**Liste des tâches:**
**a)** Répondez aux questions suivantes d'après le texte sur l'église Saint-Georges d'Alep.
(i) Dans quelle décennie l'église a-t-elle été désacralisée ?
(ii) Qui a missionné les volontaires de SOS Chrétiens d'Orient à l'église Saint-Georges ?
(iii) Quels nouveaux quartiers ont entraîné la chute d'Al-Sharasous ?
**b)** Reprenez le texte sur l'église Saint-Georges d'Alep après sa dernière phrase et poursuivez-le.

:: Texte présenté ::

Sur le chantier de l’église abandonnée du quartier sunnite d’Alep

A Alep, dans le quartier Al-Sharasous, l’église grecque melkite catholique Saint-Georges fait figure d’îlot chrétien dans un bastion sunnite. Désacralisée dans les années 60, suite à l’exode des chrétiens, elle est depuis laissée à l’abandon et subit les affres du temps et de la guerre. Mauvaises herbes, déchets, gravats et poussières se disputent l’espace confiné de l’église et de ses cours intérieures. Des trous d’obus perforent deux de ses dômes, des impacts de balles creusent son clocher et la façade d’un bâtiment adjacent. Et pourtant, n’étant jamais tombée sous le contrôle des groupes armés terroristes, elle a été relativement bien épargnée. 

C’est le constat que font les volontaires de SOS Chrétiens d’Orient missionnés à l’église Saint-Georges par Monseigneur Jeanbart, archevêque grec melkite catholique d’Alep. Leur objectif : réaliser les premiers travaux de nettoyage et déblayage, préalable obligatoire aux gros travaux de rénovation. Yoann, volontaire en Syrie, vous propose de le suivre sur ce chantier. 

 

« Ce mardi 8 juin, nous avons rendez-vous avec un jeune séminariste grec catholique à l’église Saint-Georges, située dans la vieille ville d’Alep. Nous quittons provisoirement le chantier des appartements détruits de Midan pour celui de ce quartier sunnite au passé chrétien florissant. 

 

En effet, jusqu’à la fin du XIXème siècle, les chrétiens avaient élu demeure dans ces ruelles pavées, étroites et intimistes, inondées par le soleil. La construction des nouveaux quartiers d’ Al-Hamidiyah, Sulaymaniyah, Jabriya et Al-Aziziah, signa la chute inexorable de celui d’Al-Sharasous. Les familles chrétiennes le désertèrent pour une plus grande modernité et sécurité. Un déplacement de population accentué par la détérioration des relations entre voisins chrétiens et musulmans sous le mandat français. 

Dès lors, Saint-Georges se vide de ses fidèles et les cérémonies se raréfient, jusqu’au jour où elles s’arrêtent définitivement. Saint-Georges est désacralisée puis fermée. Dans cette église, qui était restée la seule d’Alep à célébrer le culte divin durant cette triste période où des millions de chrétiens ont été assassinés par les turcs ottomans, ne résonneront plus les hymnes et les prières à la plus grande gloire de Dieu. 

 

Avant même d’entrer dans la vieille ville, nous sommes interpellés par la vision apocalyptique offerte par les immeubles totalement éventrés, brûlés et criblés de balles ou d’obus. L’atmosphère s’adoucit quelque peu en pénétrant dans la vieille ville que l’on reconnait sans difficultés à ses ruelles labyrinthiques parfaitement entretenues et à ses maisons en pierres.

:::
:: Données fournies ::

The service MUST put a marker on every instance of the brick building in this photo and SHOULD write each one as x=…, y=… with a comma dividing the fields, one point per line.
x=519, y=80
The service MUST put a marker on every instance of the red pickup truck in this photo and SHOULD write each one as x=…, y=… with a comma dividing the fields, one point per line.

:::

**Réponses par tâche:**
**a)**
(i) Dans les années 60.
(ii) Monseigneur Jeanbart, archevêque grec melkite catholique d'Alep.
(iii) Al-Hamidiyah, Sulaymaniyah, Jabriya et Al-Aziziah.

**b)**
 

Vu l’étroitesse du lieu, notre Van ne peut continuer à s’enfoncer plus avant. Nous sommes contraints de descendre de voiture pour terminer le chemin à pied. Suivons le guide ! Il suffit d’aller tout droit… 

 

Après quelques mètres de marche, nous débouchons devant un haut mur de pierres, muni de trois portes. Comme la plupart des églises de la période ottomane, il est impossible de deviner depuis l’extérieur qu’il s’agit d’une église, héritage d’un temps où les chrétiens devaient se faire le plus discret possible pour vivre leur foi. 

 

L’attente se fait longue dans la rue où souffle une légère bise. Les accès sont cadenassés… Il faut buriner ! Une tâche que Ramez, notre chauffeur, prend particulièrement à cœur.

 

La porte de fer forgée s’ouvre sur une première cour recouverte de déchets et de plantes. Il est à ce stade impossible d’en apercevoir le beau dallage de pierre. La nature a repris ses droits. Un noyer et plusieurs figuiers ont poussé, des arbustes épineux recouvrent le sol et les murs, tout comme des déchets jetés par les habitants des maisons voisines.

Après un parcours du combattant, à enjamber des hautes herbes, on pénètre dans l’église par une porte en bois. L’édifice imposant est surmonté par neuf grands dômes rectangulaires.Il ne reste aucun mobilier ou objet liturgique, si ce n’est une chaire en bois fragilement accrochée au mur. Par son aspect et son état d’abandon, cette église me fait beaucoup penser à ces centaines d’églises arméniennes, grecques et syriaques, abandonnées en Turquie depuis le génocide qui a frappé ces trois communautés chrétiennes entre 1915 et 1923.   

 

Les travaux à réaliser ici semblent colossaux. Il faut réparer les trous dans le toit, refaire les plâtres et les peintures, changer les portes et les fenêtres, rétablir l’eau et l’électricité. Mais avant, il faut couper les ronces et évacuer les innombrables gravats, plantes et déchets qui couvrent les sols et les toits. Pourquoi attendre ? Nous nous mettons immédiatement à la tâche. 

Sous un soleil de plomb, le travail est difficile et fatiguant mais le cadre est idéal et nous sommes tous motivés pour redonner une seconde jeunesse à cette ancienne église. Chaque coup de balais nous met en souffrance. L’épaisse couche de poussière noire, qui recouvre les sols, forme des nuages au moindre de nos mouvements. Les masques de protection ne sont pas de trop !  

 

Deux tas de gravats bronzent au soleil sur le sol de l’église, résultat de l’effondrement d’une partie des deux dômes percutés par un obus durant la bataille d’Alep qui a fait rage de juillet 2012 à décembre 2016.  

 

Je relève la tête et observe les alentours. Les déchets qui parsèment le sol sont très variés.  

Dans une salle j’aperçois des objets personnels, dont un grand nombre de photos de famille abandonnées sur le sol. Dans une autre, qui semble avoir été utilisée un temps comme atelier de textile, des tas de tissus, de patrons de couture pour créer des vêtements, ainsi que de vieilles machines rouillées. Sur les toits, beaucoup de déchets jetés par les voisins, de la terre qui bouche les évacuations d’eau et des ronces qui ont poussées entre les pierres.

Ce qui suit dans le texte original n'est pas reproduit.